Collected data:
BEGIN
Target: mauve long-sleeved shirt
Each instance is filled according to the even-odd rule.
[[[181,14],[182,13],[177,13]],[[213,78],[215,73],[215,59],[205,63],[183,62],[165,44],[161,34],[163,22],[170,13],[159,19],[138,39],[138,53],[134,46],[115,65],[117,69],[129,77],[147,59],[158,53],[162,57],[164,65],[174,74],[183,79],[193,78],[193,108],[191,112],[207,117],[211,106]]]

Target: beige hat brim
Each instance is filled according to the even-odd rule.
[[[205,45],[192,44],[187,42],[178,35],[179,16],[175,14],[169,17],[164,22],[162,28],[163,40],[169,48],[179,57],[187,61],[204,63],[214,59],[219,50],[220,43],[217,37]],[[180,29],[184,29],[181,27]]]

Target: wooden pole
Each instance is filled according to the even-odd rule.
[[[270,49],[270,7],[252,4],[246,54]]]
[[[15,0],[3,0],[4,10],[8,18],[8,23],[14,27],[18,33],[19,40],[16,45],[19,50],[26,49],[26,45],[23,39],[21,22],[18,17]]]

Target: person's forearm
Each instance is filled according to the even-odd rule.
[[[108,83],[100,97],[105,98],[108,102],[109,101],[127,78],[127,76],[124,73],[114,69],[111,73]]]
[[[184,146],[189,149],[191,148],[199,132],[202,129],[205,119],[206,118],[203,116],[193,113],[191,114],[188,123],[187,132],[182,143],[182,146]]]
END
**Your objective**
Reproduce every line of the entries above without any changes.

**Exercise answer**
Target: mauve long-sleeved shirt
Each instance is filled according to the even-odd rule.
[[[181,14],[182,13],[177,13]],[[213,78],[215,73],[215,59],[205,63],[183,62],[165,44],[161,34],[163,22],[170,13],[159,19],[138,39],[138,53],[134,46],[115,65],[117,69],[129,77],[147,59],[158,53],[162,57],[164,65],[174,74],[183,79],[193,78],[193,108],[191,112],[207,117],[211,106]]]

Target: beige hat brim
Each instance is filled according to the even-odd rule.
[[[205,45],[192,44],[187,42],[178,35],[179,16],[175,14],[169,17],[164,22],[162,28],[163,40],[169,48],[179,57],[187,61],[204,63],[214,59],[219,50],[220,43],[217,37]],[[180,29],[184,29],[181,27]]]

Target: wooden pole
Each instance is filled according to the even-odd rule.
[[[270,49],[270,7],[252,4],[246,54]]]
[[[15,0],[3,0],[4,10],[8,18],[8,23],[14,27],[18,33],[19,40],[16,45],[19,50],[26,49],[26,45],[23,39],[21,22],[18,17]]]

Target: person's forearm
Each instance is filled according to the even-odd rule.
[[[108,83],[100,97],[105,98],[108,102],[109,101],[127,78],[127,76],[124,73],[114,69],[111,73]]]
[[[184,146],[189,149],[191,148],[199,132],[202,129],[205,119],[206,118],[203,116],[193,113],[191,114],[188,123],[187,132],[182,143],[182,146]]]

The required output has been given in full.